(Entries from a pointing dataset)
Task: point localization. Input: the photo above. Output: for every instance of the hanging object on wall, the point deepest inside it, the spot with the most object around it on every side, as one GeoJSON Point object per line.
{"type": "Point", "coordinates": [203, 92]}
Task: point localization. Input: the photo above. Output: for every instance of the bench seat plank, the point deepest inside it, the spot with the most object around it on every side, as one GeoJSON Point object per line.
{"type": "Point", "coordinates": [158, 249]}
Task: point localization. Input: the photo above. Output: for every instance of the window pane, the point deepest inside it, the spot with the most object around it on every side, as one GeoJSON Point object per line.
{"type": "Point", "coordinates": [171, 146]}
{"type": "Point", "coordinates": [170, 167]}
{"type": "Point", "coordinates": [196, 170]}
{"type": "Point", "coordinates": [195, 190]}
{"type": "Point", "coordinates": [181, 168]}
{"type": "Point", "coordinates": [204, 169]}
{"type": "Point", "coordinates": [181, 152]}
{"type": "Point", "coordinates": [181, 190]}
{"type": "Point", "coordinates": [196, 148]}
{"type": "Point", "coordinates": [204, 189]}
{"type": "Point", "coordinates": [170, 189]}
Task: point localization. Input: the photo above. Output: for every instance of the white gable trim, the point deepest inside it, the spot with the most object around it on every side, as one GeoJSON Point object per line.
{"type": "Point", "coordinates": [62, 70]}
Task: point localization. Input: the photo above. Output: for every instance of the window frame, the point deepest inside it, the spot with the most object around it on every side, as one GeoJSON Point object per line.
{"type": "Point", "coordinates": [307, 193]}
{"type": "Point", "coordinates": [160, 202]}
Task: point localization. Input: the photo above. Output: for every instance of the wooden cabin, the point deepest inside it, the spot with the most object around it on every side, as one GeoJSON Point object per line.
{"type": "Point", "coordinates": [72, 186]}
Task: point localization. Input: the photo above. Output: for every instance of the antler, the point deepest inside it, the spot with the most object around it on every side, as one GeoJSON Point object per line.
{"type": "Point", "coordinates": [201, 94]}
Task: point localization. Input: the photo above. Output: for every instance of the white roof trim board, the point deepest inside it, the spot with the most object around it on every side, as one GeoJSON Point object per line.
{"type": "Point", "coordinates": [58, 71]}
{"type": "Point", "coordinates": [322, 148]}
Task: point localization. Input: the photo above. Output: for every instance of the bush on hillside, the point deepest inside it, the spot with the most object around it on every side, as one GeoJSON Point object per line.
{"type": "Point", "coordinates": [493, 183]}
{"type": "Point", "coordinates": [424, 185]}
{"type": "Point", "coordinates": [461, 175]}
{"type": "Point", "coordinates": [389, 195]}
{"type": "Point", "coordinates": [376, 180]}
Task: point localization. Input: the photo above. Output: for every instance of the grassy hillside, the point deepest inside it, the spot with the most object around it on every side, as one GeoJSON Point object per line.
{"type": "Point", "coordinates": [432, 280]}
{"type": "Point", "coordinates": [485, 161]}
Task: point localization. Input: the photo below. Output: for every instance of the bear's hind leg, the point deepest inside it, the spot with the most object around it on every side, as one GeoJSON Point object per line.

» Exercise:
Edit the entries by replacing "point localization" with "keypoint localization" wherever it occurs. Leave everything else unchanged.

» The completed task:
Task: keypoint localization. Input: the photo above. Output: for every instance of the hanging object on wall, the point deepest inside it, the spot with the most object around it on every side, as one GeoJSON Point object per line.
{"type": "Point", "coordinates": [203, 92]}
Task: keypoint localization. Input: the photo above. Output: for every instance of the bench seat plank, the point deepest inside it, the spot with the most object around it on every side, as one GeoJSON Point object per line.
{"type": "Point", "coordinates": [158, 249]}
Task: keypoint localization. Input: the photo above. Output: for every instance of the window pane, the point deepest inside it, the spot with the most object around it on every side, as one GeoJSON Point object per line.
{"type": "Point", "coordinates": [171, 146]}
{"type": "Point", "coordinates": [170, 167]}
{"type": "Point", "coordinates": [196, 170]}
{"type": "Point", "coordinates": [195, 190]}
{"type": "Point", "coordinates": [181, 168]}
{"type": "Point", "coordinates": [204, 169]}
{"type": "Point", "coordinates": [181, 152]}
{"type": "Point", "coordinates": [181, 190]}
{"type": "Point", "coordinates": [196, 148]}
{"type": "Point", "coordinates": [204, 189]}
{"type": "Point", "coordinates": [170, 189]}
Task: keypoint localization. Input: the photo above. Output: for every instance of the white gable trim, the point deepest inside it, the spot with the most object around it on every side, as one GeoJSON Point object per line.
{"type": "Point", "coordinates": [62, 70]}
Task: keypoint localization. Input: the photo above. Output: for every instance of the window frame, the point deepest inside it, the spot with the most object around it on every side, as one GeoJSON Point object per line.
{"type": "Point", "coordinates": [307, 193]}
{"type": "Point", "coordinates": [160, 202]}
Task: keypoint localization. Input: the photo above. Output: for every instance of the wooden cabin, the point deepest inside it, the spot with the most object around it on every side, as one GeoJSON Point object per line.
{"type": "Point", "coordinates": [72, 186]}
Task: keypoint localization. Input: the photo above. Output: for every instance of the antler, the point deepest inside it, the spot with the most object around it on every side, as one GeoJSON Point object per line.
{"type": "Point", "coordinates": [201, 94]}
Task: keypoint localization. Input: the photo above. Output: for every instance of the white roof trim board, the point deepest inside it, the spot with the most object around it on every side, as one GeoJSON Point object per line.
{"type": "Point", "coordinates": [58, 71]}
{"type": "Point", "coordinates": [322, 148]}
Task: keypoint localization. Input: the photo above. Output: for every instance of the bush on hillside, the point deepest inside it, the spot with the most object around it on every side, as one GeoJSON Point object per line.
{"type": "Point", "coordinates": [493, 183]}
{"type": "Point", "coordinates": [424, 185]}
{"type": "Point", "coordinates": [461, 175]}
{"type": "Point", "coordinates": [389, 195]}
{"type": "Point", "coordinates": [376, 180]}
Task: keypoint localization. Input: the photo above. Output: for every instance of the grassy hillside, the point deepest inside it, the spot with the most object around it on every side, as one GeoJSON Point object per line.
{"type": "Point", "coordinates": [432, 280]}
{"type": "Point", "coordinates": [485, 161]}
Task: keypoint localization. Input: the photo below. Output: for every instance of the bear's hind leg, the point deepest inside it, the spot with the most object around it on every side, as one GeoJSON Point object per line.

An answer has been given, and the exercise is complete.